## [READING TEXT]
<<<<

A.I. technology will change the planet. Read our first thoughts on A.I. here: Is A.I. the Next Tower of Babel? While A.I. can offer many enhancements to human life and human flourishing, it will also come with its own side effects. Here are five things we will lose if we don’t intentionally provide healthy parameters.

1. Personal Development

The percentage of high school students who report using Generative A.I. tools for schoolwork has increased from 79% to 84% between January and May 2025. [1] While there is disagreement as to how we should be integrating this technology into education, the obvious fact is that such a powerful tool can be used as a crutch for laziness. When presented with an opt-out, it is much more convenient to resort to an easy path than to learn to do hard things the hard way. But what do we lose in our businesses or life experiences if we do not learn how to work through failure or grow through pain? If we constantly outsource challenges, then we outsource our opportunities for growth. Determination, experience, sacrifice, and personal development are the rungs of the ladder that force us to ascend in life. If A.I. begins doing all of our thinking for us, our calculating, writing, risk reduction, management systemization, brainstorming, researching, and analyzing arguments, then we will lose the capacity to fail forward. When tasks get hard, or we don’t feel like doing them, the temptation will be to give in to the fast or easy answer. We’ll have to be careful not to indulge ourselves and skip the process.

2. Relational Contact

Technology is transforming the way we relate to people. Social media had promised to help social integration, and in some ways, it had. But in many other ways, we’ve seen a reduction of our society’s ability to relate person to person. Some of my teenage daughter’s friends, for example, will spend minimal time looking a person in the eye and relating in the present moment. Instead, my daughter laments how they text or multitask on their phones while socializing amidst distractions. Technology enables us to live somewhere else and not be immersed in the moment. That comes at the cost of deeply fulfilling relationships.

>>>>

## [GIVEN DATA]
<<<<

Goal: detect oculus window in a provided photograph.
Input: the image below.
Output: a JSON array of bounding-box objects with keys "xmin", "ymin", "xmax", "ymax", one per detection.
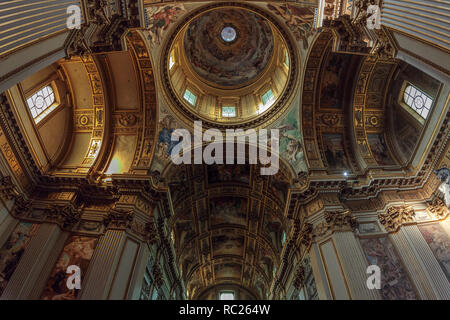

>>>>

## [TASK INSTRUCTIONS]
Reproduce the stretch of the A.I. article from "2. Relational Contact" through "deeply fulfilling relationships.", changing "Technology" to "The smartphone" wherever it occurs.

## [RESPONSE TO THIS EXERCISE]
2. Relational Contact

The smartphone is transforming the way we relate to people. Social media had promised to help social integration, and in some ways, it had. But in many other ways, we’ve seen a reduction of our society’s ability to relate person to person. Some of my teenage daughter’s friends, for example, will spend minimal time looking a person in the eye and relating in the present moment. Instead, my daughter laments how they text or multitask on their phones while socializing amidst distractions. The smartphone enables us to live somewhere else and not be immersed in the moment. That comes at the cost of deeply fulfilling relationships.